> [Passage to read]
################

26th Mar 2009 07:00
SCISYS PLC
(SSY: AIM)
Preliminary results for the year ended 31 December 2008
SciSys plc ("SciSys" or "the Company"), the supplier of bespoke software systems, IT based solutions and support services to the media broadcast, space, defence, public and transport sectors, today announces preliminary results for the year ended 31 December 2008.
Financial Highlights:
Revenue up by 49% to £38.1m (2007: £25.6m);
Adjusting for acquisitions revenues up by 23% on a like for like basis;
Adjusted operating profit of £0.9m (2007: £1.4m loss) before amortisation of intangible assets, share based payments and exceptional charges;
Operating loss £1.8m (2007: £2.7m loss);
Adjusted basic earnings per share 3.9p (2007: loss of 7.4p);
Basic loss per share 3.1p (2007: loss of 12.5p);
Net cash position as at 31 December 2008 of £1.4m (2007: £0.7m net debt).
Mike Love, Chairman, commented:
"In 2008 we achieved our primary objective of reversing the decline in the Group's financial performance and are pleased to report a positive set of trading results for the period. Perhaps of greater importance in the current context of a world wide recession, we have entered the new financial year on a positive footing with reasonable expectations of building further on the progress achieved in 2008".

################

> [Required work] Continue the SciSys preliminary results announcement from the point where it stops.

> [Record excerpts]
################

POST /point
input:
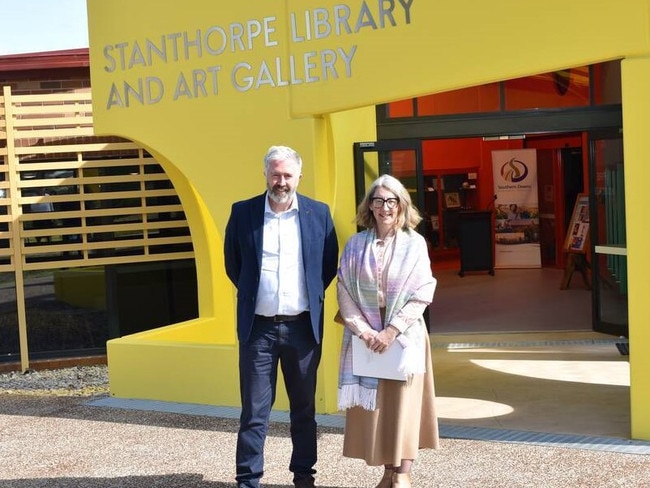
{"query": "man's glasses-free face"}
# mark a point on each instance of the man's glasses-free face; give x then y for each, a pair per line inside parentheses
(377, 202)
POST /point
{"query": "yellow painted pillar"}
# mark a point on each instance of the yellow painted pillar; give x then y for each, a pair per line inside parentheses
(635, 73)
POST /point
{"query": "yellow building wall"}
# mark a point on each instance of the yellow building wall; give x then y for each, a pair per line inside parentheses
(209, 87)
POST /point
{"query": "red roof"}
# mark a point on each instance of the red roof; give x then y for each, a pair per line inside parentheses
(68, 58)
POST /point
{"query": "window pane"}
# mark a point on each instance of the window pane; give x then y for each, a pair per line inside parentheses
(403, 108)
(565, 88)
(483, 98)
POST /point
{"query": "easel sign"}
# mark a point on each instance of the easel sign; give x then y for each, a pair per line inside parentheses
(576, 243)
(577, 238)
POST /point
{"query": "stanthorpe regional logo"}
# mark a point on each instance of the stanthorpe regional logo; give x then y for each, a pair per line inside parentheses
(514, 171)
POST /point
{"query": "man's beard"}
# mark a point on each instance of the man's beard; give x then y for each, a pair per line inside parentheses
(281, 196)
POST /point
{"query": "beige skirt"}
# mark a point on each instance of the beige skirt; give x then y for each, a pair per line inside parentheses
(403, 422)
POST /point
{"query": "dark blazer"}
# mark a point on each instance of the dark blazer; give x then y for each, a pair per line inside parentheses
(243, 257)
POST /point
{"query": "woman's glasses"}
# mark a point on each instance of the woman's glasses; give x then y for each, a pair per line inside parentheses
(377, 202)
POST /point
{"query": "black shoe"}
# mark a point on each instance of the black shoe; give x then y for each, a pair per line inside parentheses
(306, 482)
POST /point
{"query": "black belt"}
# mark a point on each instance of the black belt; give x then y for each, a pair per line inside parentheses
(283, 318)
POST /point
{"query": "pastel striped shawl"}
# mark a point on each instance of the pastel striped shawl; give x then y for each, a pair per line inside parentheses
(409, 279)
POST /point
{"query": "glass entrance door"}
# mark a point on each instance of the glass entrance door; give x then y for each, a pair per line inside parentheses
(609, 252)
(399, 158)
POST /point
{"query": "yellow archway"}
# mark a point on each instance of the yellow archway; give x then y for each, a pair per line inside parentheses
(208, 87)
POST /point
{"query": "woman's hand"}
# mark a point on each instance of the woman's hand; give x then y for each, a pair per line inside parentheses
(383, 340)
(368, 337)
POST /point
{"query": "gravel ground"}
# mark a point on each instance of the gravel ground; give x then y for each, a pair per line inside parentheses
(50, 437)
(77, 381)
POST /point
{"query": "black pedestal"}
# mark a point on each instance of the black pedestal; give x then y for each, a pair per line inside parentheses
(475, 240)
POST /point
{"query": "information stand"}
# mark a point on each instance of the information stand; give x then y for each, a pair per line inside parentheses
(475, 241)
(576, 243)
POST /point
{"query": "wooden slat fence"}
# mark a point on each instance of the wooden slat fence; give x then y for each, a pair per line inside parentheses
(71, 199)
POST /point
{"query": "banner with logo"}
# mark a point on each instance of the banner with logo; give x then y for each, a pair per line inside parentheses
(516, 235)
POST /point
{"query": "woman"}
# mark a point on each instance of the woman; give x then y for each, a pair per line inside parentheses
(384, 286)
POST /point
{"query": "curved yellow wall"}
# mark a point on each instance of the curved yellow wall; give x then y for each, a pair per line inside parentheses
(208, 87)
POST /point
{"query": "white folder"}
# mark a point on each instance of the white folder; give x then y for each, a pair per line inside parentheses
(374, 365)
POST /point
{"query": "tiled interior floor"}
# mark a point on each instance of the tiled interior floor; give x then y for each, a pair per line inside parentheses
(513, 351)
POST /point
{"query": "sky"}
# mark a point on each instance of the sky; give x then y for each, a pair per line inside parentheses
(28, 26)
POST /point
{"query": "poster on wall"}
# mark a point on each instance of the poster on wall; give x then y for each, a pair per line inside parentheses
(516, 235)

################

> [Reply to the task]
For further information please contact:
SciSys Plc |
Mike Love, Executive Chairman |
T: 01249 466466 |
Canaccord Adams |
Simon Bridges |
T: 0207 050 6500 |
Winningtons |
Tom Cooper |
T : 0117 920 0092 0797 122 1972 tom.cooper@winningtons.co.uk |
EXTRACT FROM CHAIRMAN'S STATEMENT
In 2008 we achieved our primary objective of reversing the decline in the Group's financial performance and are pleased to report a positive set of trading results for the period. Perhaps of greater importance in the current context of a world wide recession, we have entered the new financial year on a positive footing with reasonable expectations of building further on the progress achieved in 2008.
2007 was a difficult period for us; it culminated in the Group reporting an operating loss of £2.7m for the year. Faced with a rapid deterioration in the Company's fortunes, the Board took decisive action to address the problems, implementing senior management changes and by providing close support to the operating divisions. Underperforming projects were turned around by reinforcing commercial disciplines and best practice project management. These actions led to the Group moving back into adjusted operating profit by mid-2008.
I am pleased to report that this improvement was sustained through to the year end and the Group has delivered increased revenues and an adjusted operating profit for the full year.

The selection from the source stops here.